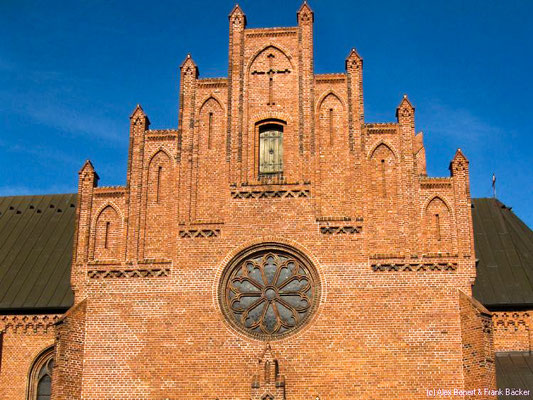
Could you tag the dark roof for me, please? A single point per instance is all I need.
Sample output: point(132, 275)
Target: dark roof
point(36, 238)
point(504, 248)
point(514, 370)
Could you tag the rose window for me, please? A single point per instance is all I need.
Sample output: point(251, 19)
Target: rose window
point(269, 292)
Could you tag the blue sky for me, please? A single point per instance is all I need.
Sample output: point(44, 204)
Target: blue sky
point(72, 72)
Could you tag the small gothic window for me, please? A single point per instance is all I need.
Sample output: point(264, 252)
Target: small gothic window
point(270, 149)
point(40, 380)
point(269, 291)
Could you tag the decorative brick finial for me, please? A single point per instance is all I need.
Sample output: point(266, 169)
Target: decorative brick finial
point(405, 110)
point(137, 112)
point(189, 68)
point(138, 117)
point(237, 18)
point(305, 14)
point(459, 162)
point(354, 60)
point(88, 174)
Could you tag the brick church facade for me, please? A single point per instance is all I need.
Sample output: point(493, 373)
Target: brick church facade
point(273, 246)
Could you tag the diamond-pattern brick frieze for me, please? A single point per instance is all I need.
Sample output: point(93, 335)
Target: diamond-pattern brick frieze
point(270, 194)
point(128, 273)
point(416, 267)
point(199, 233)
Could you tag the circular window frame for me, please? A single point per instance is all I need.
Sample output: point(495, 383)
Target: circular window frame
point(256, 250)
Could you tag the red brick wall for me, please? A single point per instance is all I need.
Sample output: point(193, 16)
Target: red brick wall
point(512, 330)
point(353, 197)
point(478, 352)
point(69, 354)
point(24, 338)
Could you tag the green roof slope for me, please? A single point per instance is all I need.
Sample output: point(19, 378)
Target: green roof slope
point(504, 248)
point(514, 370)
point(37, 232)
point(36, 239)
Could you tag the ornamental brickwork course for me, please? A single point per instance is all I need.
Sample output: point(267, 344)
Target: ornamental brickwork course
point(273, 246)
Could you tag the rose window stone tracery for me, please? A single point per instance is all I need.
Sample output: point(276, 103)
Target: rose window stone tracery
point(269, 292)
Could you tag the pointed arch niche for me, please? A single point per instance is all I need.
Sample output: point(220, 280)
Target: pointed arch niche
point(158, 206)
point(333, 154)
point(438, 227)
point(40, 376)
point(383, 179)
point(209, 179)
point(107, 234)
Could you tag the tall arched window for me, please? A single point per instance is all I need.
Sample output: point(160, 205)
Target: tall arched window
point(270, 149)
point(40, 379)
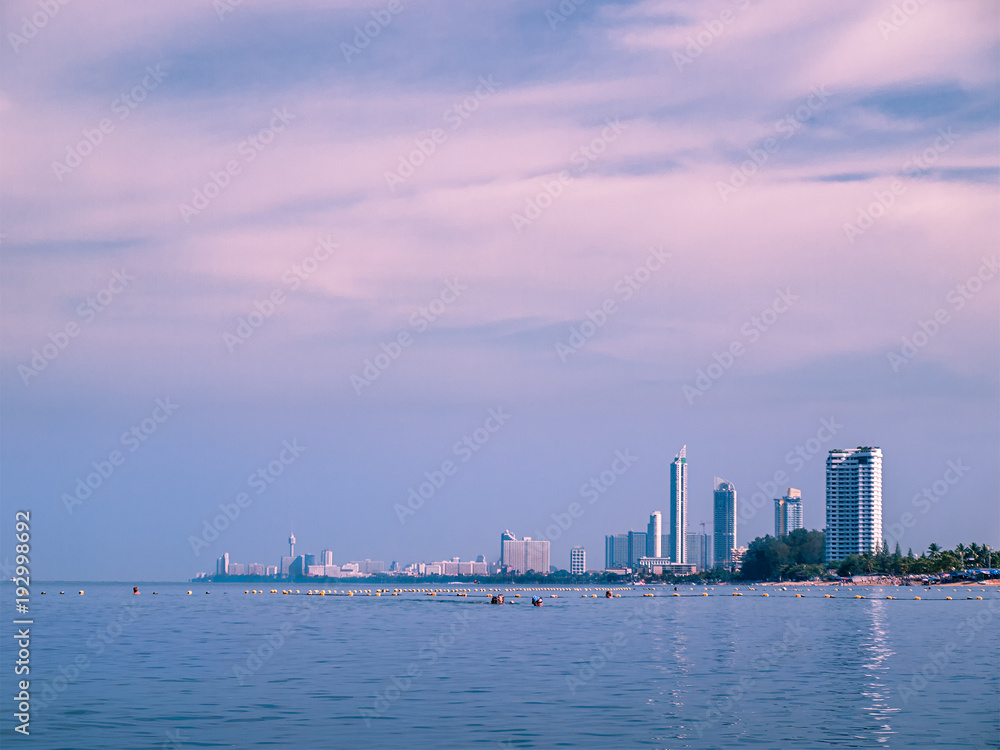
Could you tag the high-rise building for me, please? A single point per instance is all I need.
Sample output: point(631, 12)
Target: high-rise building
point(506, 536)
point(699, 550)
point(524, 555)
point(616, 551)
point(654, 535)
point(853, 501)
point(678, 508)
point(725, 524)
point(788, 512)
point(636, 547)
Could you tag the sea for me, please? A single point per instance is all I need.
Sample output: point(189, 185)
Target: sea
point(218, 666)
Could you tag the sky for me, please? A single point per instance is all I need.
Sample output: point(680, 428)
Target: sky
point(399, 276)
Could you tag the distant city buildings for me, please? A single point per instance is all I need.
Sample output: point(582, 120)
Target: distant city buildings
point(636, 547)
point(523, 555)
point(724, 528)
point(678, 508)
point(699, 551)
point(853, 501)
point(788, 512)
point(616, 551)
point(654, 535)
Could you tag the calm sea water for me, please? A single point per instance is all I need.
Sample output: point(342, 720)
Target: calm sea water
point(225, 669)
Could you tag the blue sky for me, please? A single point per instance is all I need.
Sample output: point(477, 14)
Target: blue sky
point(819, 182)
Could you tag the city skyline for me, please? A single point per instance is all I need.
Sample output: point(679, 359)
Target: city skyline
point(434, 289)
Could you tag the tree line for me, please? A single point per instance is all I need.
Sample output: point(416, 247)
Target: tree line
point(800, 556)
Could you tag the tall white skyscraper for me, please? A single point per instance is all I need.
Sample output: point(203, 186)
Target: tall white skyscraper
point(724, 517)
point(678, 508)
point(654, 531)
point(853, 501)
point(788, 512)
point(523, 555)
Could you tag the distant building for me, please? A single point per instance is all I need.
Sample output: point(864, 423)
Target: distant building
point(654, 535)
point(369, 567)
point(699, 553)
point(788, 513)
point(524, 555)
point(853, 501)
point(724, 531)
point(636, 547)
point(678, 508)
point(457, 567)
point(616, 551)
point(659, 565)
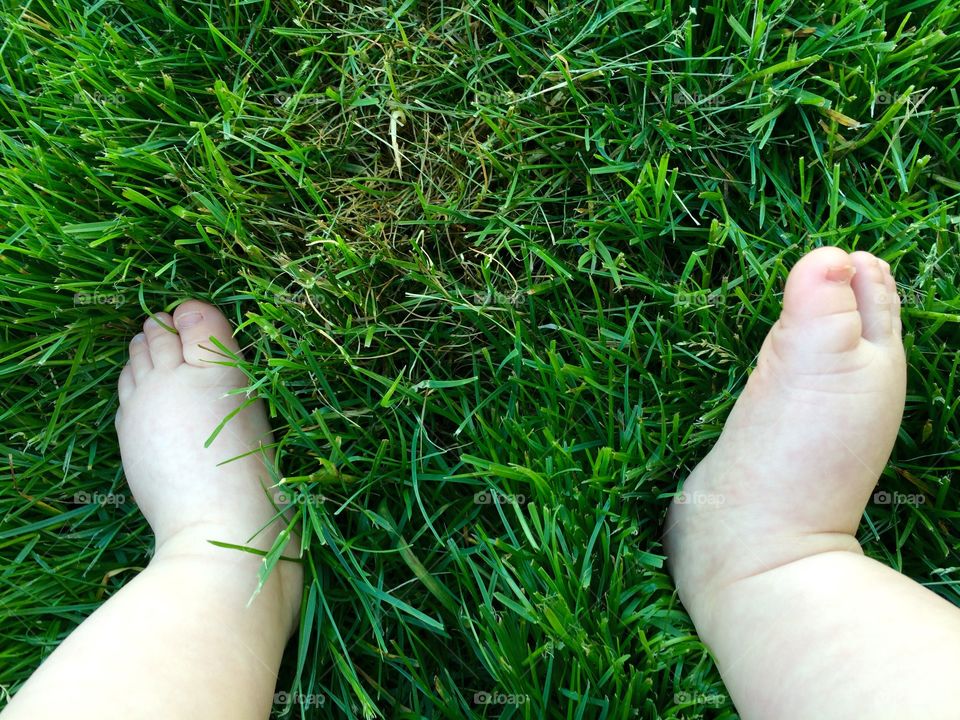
● ● ● ● ● ● ●
### What the task requires:
Recast every line of the records above as a Markdown table with a Row column numbering the lines in order and a Line column holding each line, skipping blank lines. Leave the pictures out.

### Complete output:
| Row | Line |
|---|---|
| 1 | Could you tag the dark roof for me, please? A single point per instance is all I need. |
| 2 | Sample output: point(132, 275) |
| 3 | Target: dark roof |
| 4 | point(36, 238) |
| 5 | point(504, 248) |
| 6 | point(514, 370) |
| 7 | Could you tag the rose window for me, please? A single point per instance is all I need. |
| 8 | Sample output: point(251, 19) |
| 9 | Target: rose window |
| 10 | point(269, 292) |
| 11 | Could you tag the blue sky for me, please? A single point per instance is all I need. |
| 12 | Sample output: point(44, 204) |
| 13 | Target: blue sky |
| 14 | point(72, 72) |
| 15 | Could you tag the small gothic window for me, please? A single point per instance is all I need. |
| 16 | Sample output: point(264, 252) |
| 17 | Target: small gothic window |
| 18 | point(270, 149) |
| 19 | point(40, 380) |
| 20 | point(269, 291) |
| 21 | Could you tag the decorative brick finial for me, please? A single point per instance is all I need. |
| 22 | Sample output: point(266, 169) |
| 23 | Target: decorative brick finial |
| 24 | point(405, 110) |
| 25 | point(137, 112) |
| 26 | point(189, 68) |
| 27 | point(138, 117) |
| 28 | point(237, 18) |
| 29 | point(305, 14) |
| 30 | point(459, 162) |
| 31 | point(354, 60) |
| 32 | point(88, 174) |
| 33 | Could you tag the brick church facade for me, please? A single point per instance is all I need. |
| 34 | Sample output: point(493, 373) |
| 35 | Target: brick church facade |
| 36 | point(273, 246) |
| 37 | Could you tag the diamond-pattern brick frieze for me, please? A single point per instance is all I need. |
| 38 | Sample output: point(93, 335) |
| 39 | Target: diamond-pattern brick frieze |
| 40 | point(270, 194) |
| 41 | point(128, 273) |
| 42 | point(416, 267) |
| 43 | point(199, 233) |
| 44 | Could you tag the circular window frame for me, please? A single point per instance is all I need. |
| 45 | Sample output: point(495, 383) |
| 46 | Target: circular window frame |
| 47 | point(256, 250) |
| 48 | Could you tag the red brick wall for me, please? A single point per instance is all I need. |
| 49 | Sample output: point(193, 16) |
| 50 | Target: red brick wall |
| 51 | point(512, 330) |
| 52 | point(353, 197) |
| 53 | point(478, 352) |
| 54 | point(69, 354) |
| 55 | point(24, 338) |
| 56 | Could you tag the green roof slope for me, please? A single point per instance is all I need. |
| 57 | Sample output: point(19, 378) |
| 58 | Target: green roof slope |
| 59 | point(504, 248) |
| 60 | point(514, 370) |
| 61 | point(37, 232) |
| 62 | point(36, 239) |
| 63 | Could you tag the ornamental brickwork course for me, please? A single point per instance is all I need. |
| 64 | Sample output: point(267, 344) |
| 65 | Target: ornamental brickwork course |
| 66 | point(273, 246) |
| 67 | Could you tag the rose window stone tracery for me, please? A single point per instance is all I need. |
| 68 | Sample output: point(276, 103) |
| 69 | Target: rose window stone tracery |
| 70 | point(269, 292) |
| 71 | Could you tag the pointed arch niche for me, please? A single point per instance is all I need. |
| 72 | Sample output: point(220, 280) |
| 73 | Target: pointed arch niche |
| 74 | point(158, 206) |
| 75 | point(333, 154) |
| 76 | point(438, 227) |
| 77 | point(40, 376) |
| 78 | point(383, 179) |
| 79 | point(209, 179) |
| 80 | point(107, 234) |
| 81 | Could you tag the tall arched window for me, please? A single point per instance is all I need. |
| 82 | Sample output: point(160, 205) |
| 83 | Target: tall arched window |
| 84 | point(270, 149) |
| 85 | point(40, 379) |
| 86 | Could you tag the high-rise building for me, please? A single point per instance is all I need. |
| 87 | Sample output: point(631, 12) |
| 88 | Target: high-rise building |
| 89 | point(506, 536) |
| 90 | point(699, 550) |
| 91 | point(524, 555) |
| 92 | point(616, 551) |
| 93 | point(654, 535) |
| 94 | point(853, 501) |
| 95 | point(678, 508) |
| 96 | point(725, 524) |
| 97 | point(788, 512) |
| 98 | point(636, 547) |
| 99 | Could you tag the sea for me, please? A single point per instance is all I need. |
| 100 | Sample output: point(189, 185) |
| 101 | Target: sea |
| 102 | point(218, 666) |
| 103 | Could you tag the sky for me, please? A single point per instance is all I need. |
| 104 | Sample output: point(680, 428) |
| 105 | Target: sky |
| 106 | point(399, 276) |
| 107 | Could you tag the distant city buildings for me, please? A single point per instance is all I need. |
| 108 | Sample output: point(582, 120) |
| 109 | Target: distant city buildings |
| 110 | point(636, 547) |
| 111 | point(523, 555) |
| 112 | point(724, 528) |
| 113 | point(678, 508) |
| 114 | point(699, 551) |
| 115 | point(853, 501) |
| 116 | point(788, 512) |
| 117 | point(616, 551) |
| 118 | point(654, 535) |
| 119 | Could you tag the calm sea water for me, please? A single point per instance is all I need. |
| 120 | Sample output: point(342, 720) |
| 121 | Target: calm sea water |
| 122 | point(225, 669) |
| 123 | Could you tag the blue sky for me, please? A single point per instance is all I need. |
| 124 | Sample output: point(477, 14) |
| 125 | Target: blue sky |
| 126 | point(819, 182) |
| 127 | Could you tag the city skyline for me, please? A single point per instance is all I need. |
| 128 | Sample output: point(679, 359) |
| 129 | Target: city skyline |
| 130 | point(434, 289) |
| 131 | Could you tag the tree line for me, please? A single point per instance is all I need. |
| 132 | Sample output: point(416, 247) |
| 133 | Target: tree line |
| 134 | point(800, 556) |
| 135 | Could you tag the tall white skyscraper for me, please? A single point per instance is all I need. |
| 136 | Sample output: point(203, 186) |
| 137 | Target: tall white skyscraper |
| 138 | point(724, 517) |
| 139 | point(678, 508) |
| 140 | point(654, 531) |
| 141 | point(853, 501) |
| 142 | point(788, 512) |
| 143 | point(523, 555) |
| 144 | Could you tag the distant building for me, please? A single point per instance is all I need. |
| 145 | Sample output: point(864, 423) |
| 146 | Target: distant building |
| 147 | point(654, 535) |
| 148 | point(369, 567) |
| 149 | point(699, 553) |
| 150 | point(788, 513) |
| 151 | point(524, 555) |
| 152 | point(853, 501) |
| 153 | point(724, 531) |
| 154 | point(636, 547) |
| 155 | point(678, 508) |
| 156 | point(457, 567) |
| 157 | point(616, 551) |
| 158 | point(659, 565) |